ASSIGNMENT -
Isolate every line in the records below with "nudibranch" in it.

——

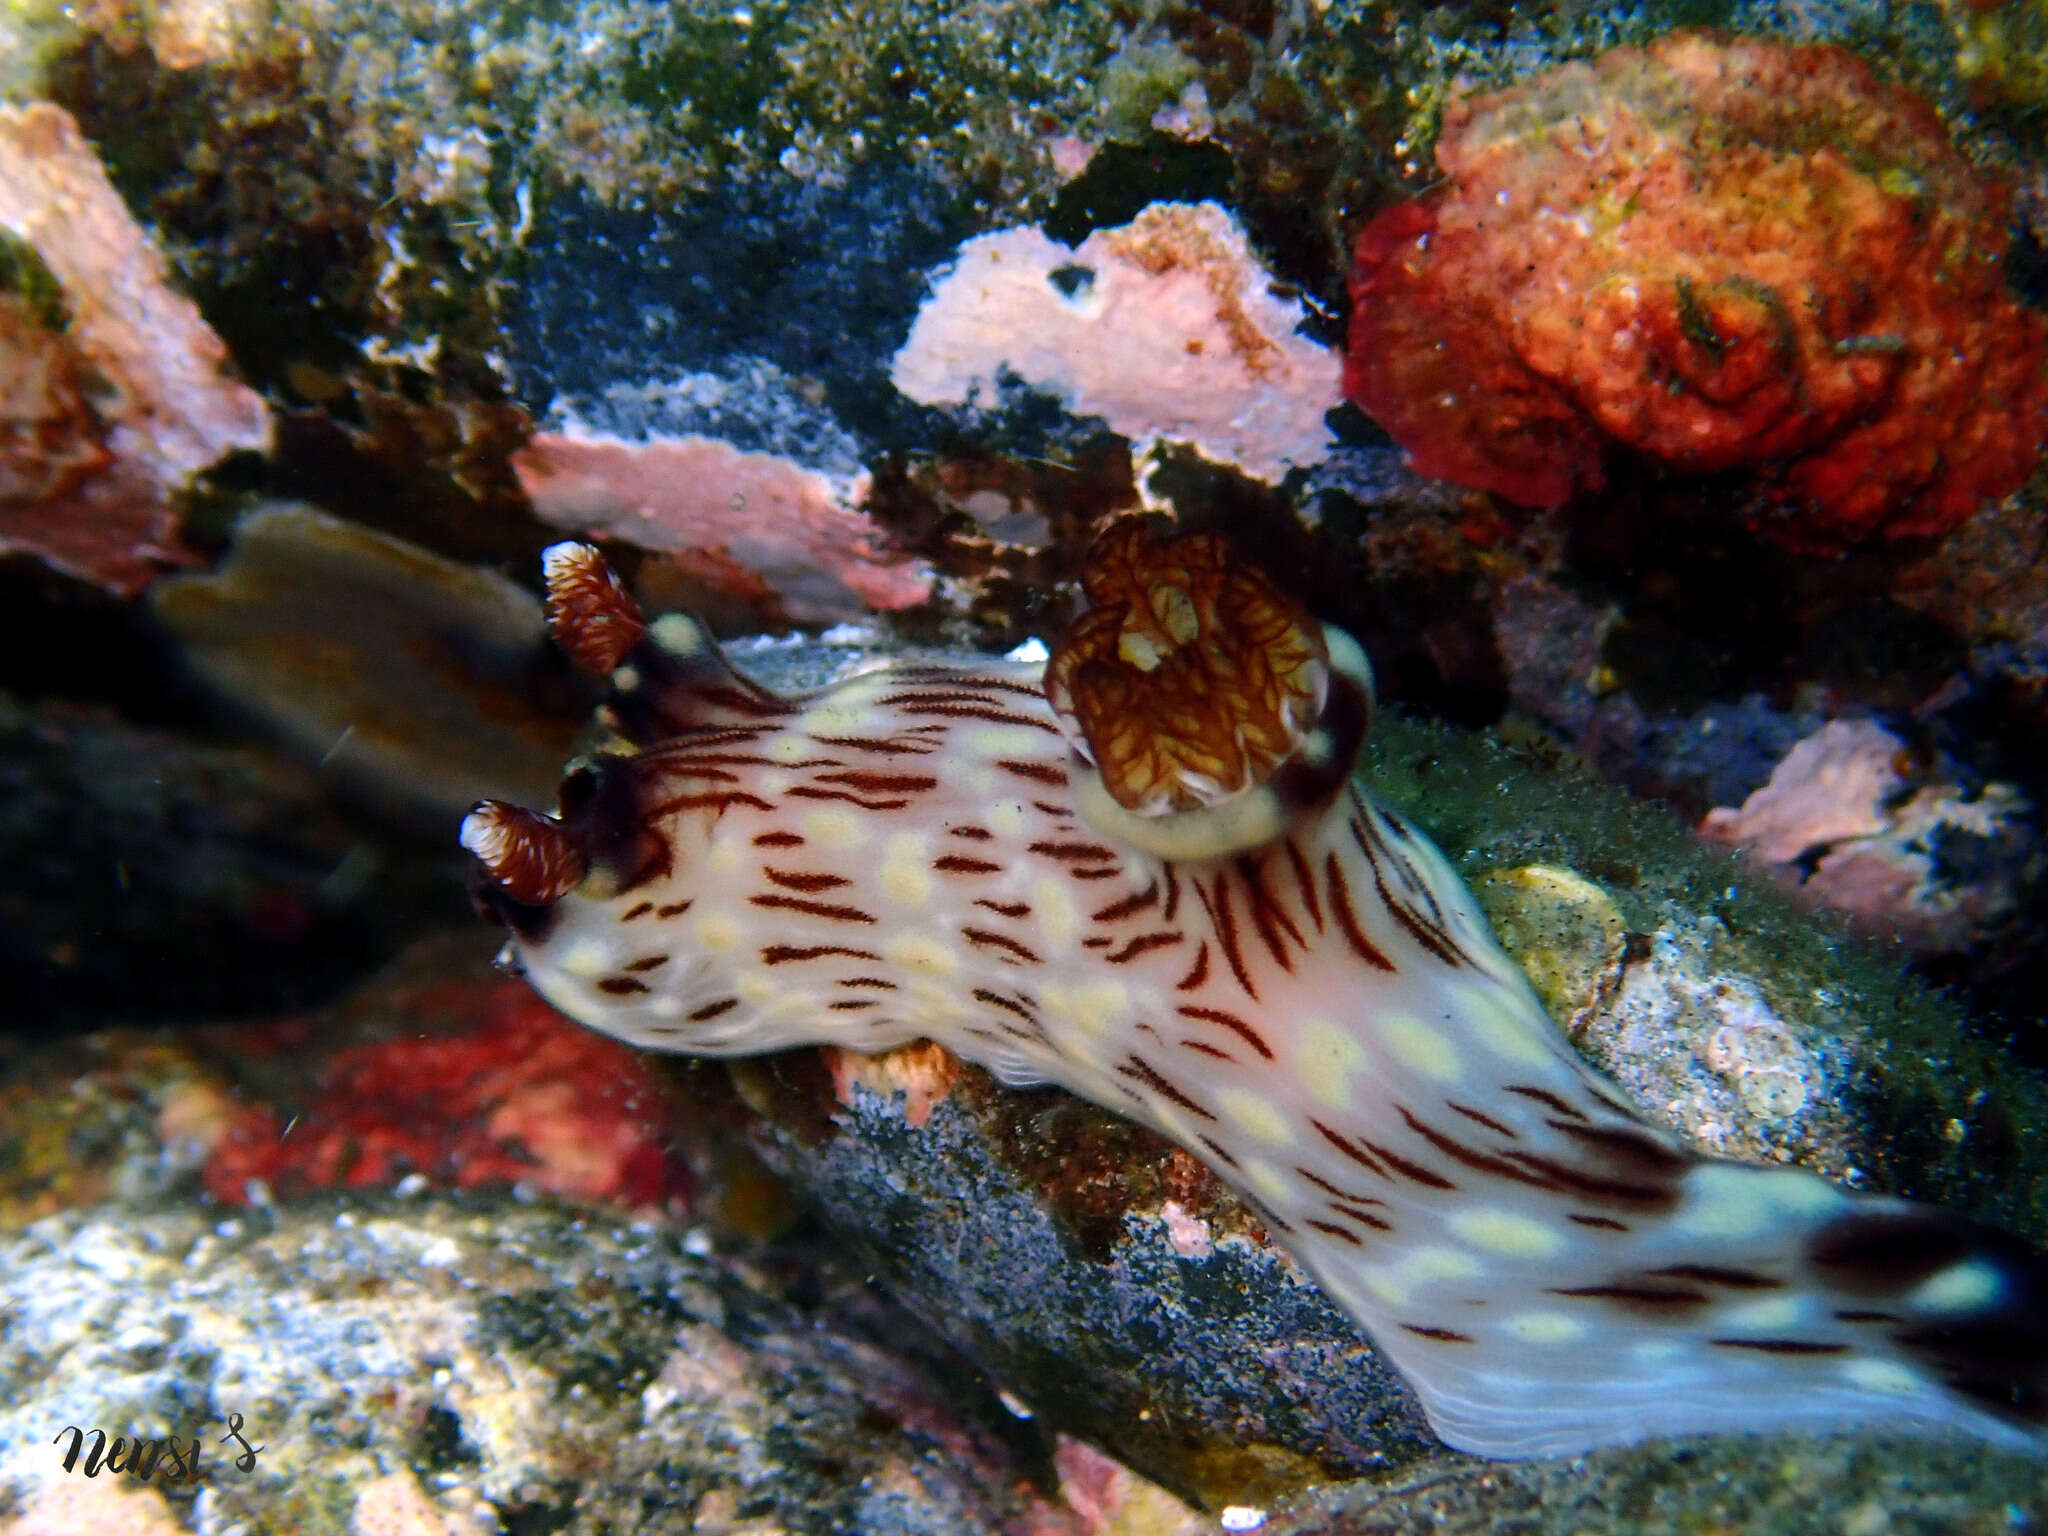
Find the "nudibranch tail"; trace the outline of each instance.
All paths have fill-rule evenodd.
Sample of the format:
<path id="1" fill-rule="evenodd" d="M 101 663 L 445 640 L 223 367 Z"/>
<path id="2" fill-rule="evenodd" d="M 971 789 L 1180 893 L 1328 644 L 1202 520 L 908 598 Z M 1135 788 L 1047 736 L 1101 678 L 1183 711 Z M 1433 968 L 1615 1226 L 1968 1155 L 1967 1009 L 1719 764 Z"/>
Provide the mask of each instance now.
<path id="1" fill-rule="evenodd" d="M 1357 646 L 1220 542 L 1114 531 L 1043 684 L 896 665 L 792 698 L 550 558 L 615 740 L 557 817 L 487 804 L 463 842 L 571 1016 L 707 1055 L 923 1036 L 1140 1120 L 1467 1450 L 1865 1418 L 2048 1445 L 2041 1255 L 1642 1124 L 1351 780 Z"/>

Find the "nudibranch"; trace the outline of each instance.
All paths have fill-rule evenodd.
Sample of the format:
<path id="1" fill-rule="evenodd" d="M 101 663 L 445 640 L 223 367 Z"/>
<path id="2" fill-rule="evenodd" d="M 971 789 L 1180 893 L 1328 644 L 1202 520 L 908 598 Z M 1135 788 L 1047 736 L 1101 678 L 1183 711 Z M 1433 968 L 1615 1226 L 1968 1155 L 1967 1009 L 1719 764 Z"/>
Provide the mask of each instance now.
<path id="1" fill-rule="evenodd" d="M 597 552 L 546 556 L 610 740 L 462 842 L 508 952 L 655 1050 L 937 1041 L 1206 1161 L 1449 1444 L 1918 1421 L 2048 1441 L 2048 1264 L 1951 1213 L 1702 1156 L 1545 1015 L 1354 780 L 1371 673 L 1213 536 L 1113 525 L 1043 676 L 784 698 Z"/>

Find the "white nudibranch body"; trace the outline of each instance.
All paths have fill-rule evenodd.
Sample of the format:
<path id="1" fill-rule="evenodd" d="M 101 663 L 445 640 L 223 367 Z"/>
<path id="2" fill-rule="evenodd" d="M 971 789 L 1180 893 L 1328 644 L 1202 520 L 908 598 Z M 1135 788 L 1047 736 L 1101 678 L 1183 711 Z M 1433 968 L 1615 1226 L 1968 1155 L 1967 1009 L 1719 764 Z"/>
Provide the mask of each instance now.
<path id="1" fill-rule="evenodd" d="M 694 629 L 628 638 L 620 750 L 572 772 L 558 821 L 487 803 L 464 828 L 570 1016 L 708 1055 L 925 1037 L 1143 1121 L 1254 1205 L 1465 1450 L 1873 1417 L 2041 1446 L 2039 1256 L 1638 1121 L 1443 856 L 1351 781 L 1348 640 L 1251 801 L 1130 837 L 1036 669 L 781 699 Z M 534 892 L 508 826 L 560 840 Z M 564 868 L 585 873 L 557 897 Z"/>

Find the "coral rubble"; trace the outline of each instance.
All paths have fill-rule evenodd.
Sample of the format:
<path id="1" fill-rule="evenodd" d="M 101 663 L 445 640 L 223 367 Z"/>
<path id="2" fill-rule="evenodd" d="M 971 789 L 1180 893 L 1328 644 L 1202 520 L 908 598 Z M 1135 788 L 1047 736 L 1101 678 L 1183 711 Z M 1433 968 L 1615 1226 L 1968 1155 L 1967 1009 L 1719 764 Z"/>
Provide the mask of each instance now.
<path id="1" fill-rule="evenodd" d="M 189 561 L 186 478 L 270 440 L 226 362 L 71 117 L 0 107 L 0 552 L 121 593 Z"/>
<path id="2" fill-rule="evenodd" d="M 2001 190 L 1821 45 L 1678 33 L 1453 104 L 1359 235 L 1346 387 L 1428 473 L 1549 505 L 1617 446 L 1753 471 L 1804 549 L 1944 532 L 2048 441 Z"/>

——

EXERCISE OUTPUT -
Find the "nudibranch tail"; trace the outline of each instance.
Find the "nudibranch"; trace the outline of each instance.
Find the "white nudibranch body"; trace the outline of each instance.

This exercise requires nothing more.